[BEGIN Records provided]
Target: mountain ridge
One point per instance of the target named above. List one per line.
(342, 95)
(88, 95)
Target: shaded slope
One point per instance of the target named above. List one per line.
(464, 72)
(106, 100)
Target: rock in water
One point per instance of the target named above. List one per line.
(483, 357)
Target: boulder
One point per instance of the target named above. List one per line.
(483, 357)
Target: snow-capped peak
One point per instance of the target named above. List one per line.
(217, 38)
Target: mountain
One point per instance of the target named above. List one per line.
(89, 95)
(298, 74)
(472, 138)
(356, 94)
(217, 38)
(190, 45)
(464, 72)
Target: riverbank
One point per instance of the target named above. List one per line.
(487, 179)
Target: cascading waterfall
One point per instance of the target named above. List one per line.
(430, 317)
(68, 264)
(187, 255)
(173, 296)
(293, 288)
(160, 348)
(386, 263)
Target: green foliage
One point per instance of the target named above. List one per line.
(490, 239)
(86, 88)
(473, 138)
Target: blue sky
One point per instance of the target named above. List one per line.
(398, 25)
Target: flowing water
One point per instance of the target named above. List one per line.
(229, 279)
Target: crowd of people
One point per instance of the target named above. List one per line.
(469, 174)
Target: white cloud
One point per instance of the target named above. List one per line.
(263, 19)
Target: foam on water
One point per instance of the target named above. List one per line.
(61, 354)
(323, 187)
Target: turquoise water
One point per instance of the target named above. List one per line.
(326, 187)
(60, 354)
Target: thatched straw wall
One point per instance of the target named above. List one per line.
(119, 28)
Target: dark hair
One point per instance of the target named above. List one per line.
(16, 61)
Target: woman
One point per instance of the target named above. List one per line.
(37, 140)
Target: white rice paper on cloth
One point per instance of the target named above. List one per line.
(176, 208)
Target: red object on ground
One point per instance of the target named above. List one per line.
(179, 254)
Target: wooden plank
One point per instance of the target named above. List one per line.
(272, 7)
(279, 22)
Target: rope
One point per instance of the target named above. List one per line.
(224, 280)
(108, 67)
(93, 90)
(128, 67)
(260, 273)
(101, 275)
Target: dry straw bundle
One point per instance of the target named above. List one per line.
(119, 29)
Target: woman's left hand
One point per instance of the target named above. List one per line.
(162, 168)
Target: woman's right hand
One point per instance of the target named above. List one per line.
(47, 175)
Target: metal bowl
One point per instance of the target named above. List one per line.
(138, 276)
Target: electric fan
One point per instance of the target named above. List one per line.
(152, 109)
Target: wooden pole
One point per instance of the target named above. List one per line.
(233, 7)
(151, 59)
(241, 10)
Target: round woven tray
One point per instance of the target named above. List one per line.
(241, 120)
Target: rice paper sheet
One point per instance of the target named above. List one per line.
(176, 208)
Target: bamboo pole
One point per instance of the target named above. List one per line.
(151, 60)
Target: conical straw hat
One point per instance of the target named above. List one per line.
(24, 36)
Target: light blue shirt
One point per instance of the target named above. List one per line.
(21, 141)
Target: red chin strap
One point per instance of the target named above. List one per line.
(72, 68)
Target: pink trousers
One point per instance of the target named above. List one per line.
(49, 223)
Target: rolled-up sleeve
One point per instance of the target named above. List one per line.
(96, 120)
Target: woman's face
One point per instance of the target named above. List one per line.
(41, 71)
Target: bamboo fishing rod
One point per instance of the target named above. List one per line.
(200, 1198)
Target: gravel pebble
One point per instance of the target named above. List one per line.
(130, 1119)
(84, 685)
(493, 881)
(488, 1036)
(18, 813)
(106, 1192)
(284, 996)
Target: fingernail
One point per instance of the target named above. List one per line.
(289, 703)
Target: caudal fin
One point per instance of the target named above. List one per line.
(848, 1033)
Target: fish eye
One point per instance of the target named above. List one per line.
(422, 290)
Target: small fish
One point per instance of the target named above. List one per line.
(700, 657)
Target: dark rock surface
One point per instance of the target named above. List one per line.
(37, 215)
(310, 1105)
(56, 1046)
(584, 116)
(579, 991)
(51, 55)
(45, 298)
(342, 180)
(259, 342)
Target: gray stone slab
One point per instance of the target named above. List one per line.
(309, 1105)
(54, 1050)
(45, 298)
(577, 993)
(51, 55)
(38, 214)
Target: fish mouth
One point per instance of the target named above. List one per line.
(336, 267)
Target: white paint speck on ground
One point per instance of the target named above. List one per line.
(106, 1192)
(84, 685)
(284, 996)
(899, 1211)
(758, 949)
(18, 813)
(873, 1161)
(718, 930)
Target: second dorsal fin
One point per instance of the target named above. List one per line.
[END Records provided]
• [What the exercise asks]
Reproduce each line of the items above without any alteration.

• [Problem solution]
Target: mountain ridge
One point per instance of the target named above. List one per line.
(342, 95)
(88, 95)
Target: shaded slope
One point per instance of the target named above. List one per line.
(464, 72)
(106, 100)
Target: rock in water
One point per instance of the target named above. List one per line.
(483, 357)
Target: boulder
One point per instance of the target named above. List one per line.
(483, 357)
Target: snow-capped peak
One point per instance of the target named above. List one per line.
(217, 38)
Target: mountain
One point per instance of the target named above. List one per line.
(89, 95)
(298, 74)
(472, 138)
(356, 94)
(217, 38)
(190, 45)
(464, 72)
Target: riverbank
One point per instance of the target named above. List one per line.
(487, 179)
Target: cascading waterfall
One point per instance of the target named above. List one per line.
(430, 317)
(68, 264)
(187, 255)
(173, 296)
(293, 288)
(160, 348)
(386, 263)
Target: green foliage
One point per instance of the target named above. List one per line.
(490, 239)
(86, 88)
(473, 138)
Target: blue sky
One point per instance of the target named above. List one per line.
(398, 25)
Target: flowing water
One point per instance of the target named above. List one per line.
(229, 279)
Target: crowd of people
One point per instance of the target named above. List one per line.
(469, 174)
Target: white cloud
One point per instance of the target named above. List one per line.
(263, 19)
Target: foam on water
One point per instance of the target named above. List one per line.
(61, 354)
(323, 187)
Target: turquoise water
One point per instance of the target named above. List one per line.
(326, 187)
(60, 354)
Target: thatched straw wall
One point per instance of the target named above. List one per line.
(119, 28)
Target: dark hair
One point per instance of the target named above. List one per line.
(16, 61)
Target: woman
One point per instance of the target named above. List one per line.
(37, 140)
Target: white rice paper on cloth
One point per instance of the target named above. List one per line.
(176, 208)
Target: red object on ground
One point per instance of the target named above. List one per line.
(179, 254)
Target: wooden plank
One point per instance of the target named above. List one per line.
(272, 7)
(279, 22)
Target: rope
One point per instance of the target named above. List one per line.
(224, 280)
(108, 67)
(93, 90)
(128, 67)
(260, 273)
(101, 275)
Target: dry straw bundle
One point per instance of the target named above. List one per line.
(119, 29)
Target: woman's left hand
One point per instance of the target named above. List one per line.
(162, 168)
Target: woman's right hand
One point per instance of the target named above. List one per line.
(47, 175)
Target: metal bowl
One point per instance of the target named above. List one per line.
(138, 276)
Target: electric fan
One point per instance of the target named above. List one per line.
(152, 109)
Target: wooden pole
One point per instance of the target named above. List one per line.
(233, 7)
(151, 59)
(241, 10)
Target: round woven tray
One point per instance of the target named above. List one per line.
(241, 120)
Target: rice paper sheet
One point per instance of the target named above. List one per line.
(176, 208)
Target: bamboo pole
One point per instance of the target named above. List one per line.
(151, 60)
Target: conical straw hat
One point per instance of the target named above. List one per line.
(24, 36)
Target: light blue shirt
One point per instance of the target named above. List one per line.
(21, 141)
Target: red chin strap
One point per instance of the target named above. List one per line.
(72, 68)
Target: pink trousers
One point per instance of the target named above. List one per line.
(49, 223)
Target: rolled-up sleeve
One point per instance of the target named above. List one per line.
(96, 120)
Target: woman's face
One point per instance of the target named above. List one per line.
(41, 71)
Target: bamboo fishing rod
One point per instance of the target named above. List one per line.
(200, 1198)
Target: gravel pebble
One point per instance of the target named above. List one per line.
(130, 1119)
(84, 685)
(493, 881)
(488, 1036)
(18, 813)
(106, 1192)
(284, 996)
Target: fingernail
One point per instance of the target named above. List one per line.
(289, 703)
Target: caudal fin
One point per instance of the target named above. List one per line.
(848, 1033)
Target: fish eye
One point per instance of the target named above. List one per line.
(422, 290)
Target: small fish
One point per instance of the target named above. List one per line.
(700, 657)
Target: dark rock surface
One point per instance of the target named above. List one per line.
(37, 215)
(310, 1105)
(56, 1046)
(584, 116)
(579, 991)
(51, 55)
(45, 298)
(342, 180)
(259, 342)
Target: gray stone slab
One point per instance of the target named above. List one per line.
(309, 1105)
(54, 1050)
(45, 298)
(577, 993)
(51, 55)
(38, 214)
Target: fish mouth
One point per instance of the target named above. List one per line.
(336, 267)
Target: white paint speck on ground
One point per instance of the target named above. List one per line.
(106, 1192)
(84, 685)
(284, 996)
(899, 1211)
(758, 949)
(18, 813)
(873, 1161)
(718, 930)
Target: second dorsal fin
One point per instance of the target named above. List one per line.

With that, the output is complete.